O modelo imaginado por Friedberg começa, aos poucos, a ser implantado na Lavoro. Nos últimos meses, duas agtechs do portfólio do TPB desembarcaram, ainda de fora tímida, no Brasil para fazer parte da oferta da rede de distribuição junto a seus mais de 60 mil clientes.
A primeira delas é a Pattern Ag, com sede na Califórnia. A empresa é especializada na análise do DNA do solo, ajudando o produtor a compreender a sua composição e como atuar para impedir a proliferação de doenças e melhorar a sua fertilidade.
“Hoje, produtores de todo o mundo gastam milhares de dólares em produtos quando sequer sabem se têm um problema. Não podem ver, mas têm medo e compram químicos como se fosse um seguro”, afirma Friedberg.
“Eles compram fertilizantes sem fazer sequer um teste químico. É o maior investimento que um produtor faz. É incrível, não se vê isso em nenhuma outra indústria”.
Os relatórios da análise da Pattern Ag, diz o investidor, trazem informações sobre a presença de microrganismos e nutrientes no solo, “em um nível que o produtor nunca conseguiu saber antes”.
Com isso, o agricultor poderá fazer compras mais assertivas, deixando de gastar com o que não precisa e aumentando o gasto com o que lhe trará maior retorno.
“A Pattern Ag pode ajudar Lavoro a aconselhar melhor o produtor e vender mais produtos, ganhando a sua confiança. Essa é a maneira dessa indústria continuar se desenvolvendo”, afirma.
O mesmo vale para a Stenon, startup baseada na Alemanha, também investida do TPB. Ela faz análises químicas do solo, em tempo real, utilizando um instrumento semelhante a uma pá, mas que funciona como um laboratório portátil.
A ideia é evitar o vai-e-vem de amostras de solo, que percorrem longas distâncias até os laboratórios tradicionais, encarecendo e fazendo com que os resultados demorem a chegar ao produtor.
“Vamos distribuir esses equipamentos para os agrônomos RTVs da Lavoro e eles poderão ajudar os produtores a tomar decisões melhores sobre fertilizantes”, afirma Friedberg.

§ **Entradas fornecidas**
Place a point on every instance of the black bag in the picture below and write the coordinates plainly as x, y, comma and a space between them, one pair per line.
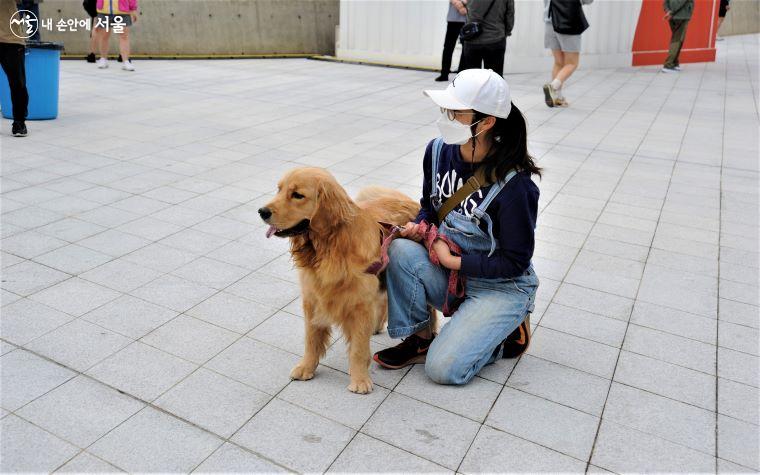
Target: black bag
567, 17
473, 29
90, 6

§ **Enunciado da tarefa**
Repita sem nenhuma alteração a parte do trecho sobre as agtechs na Lavoro que começa com as palavras que contêm "A ideia é evitar" e termina em "chegar ao produtor.".

§ **Resultado da tarefa**
A ideia é evitar o vai-e-vem de amostras de solo, que percorrem longas distâncias até os laboratórios tradicionais, encarecendo e fazendo com que os resultados demorem a chegar ao produtor.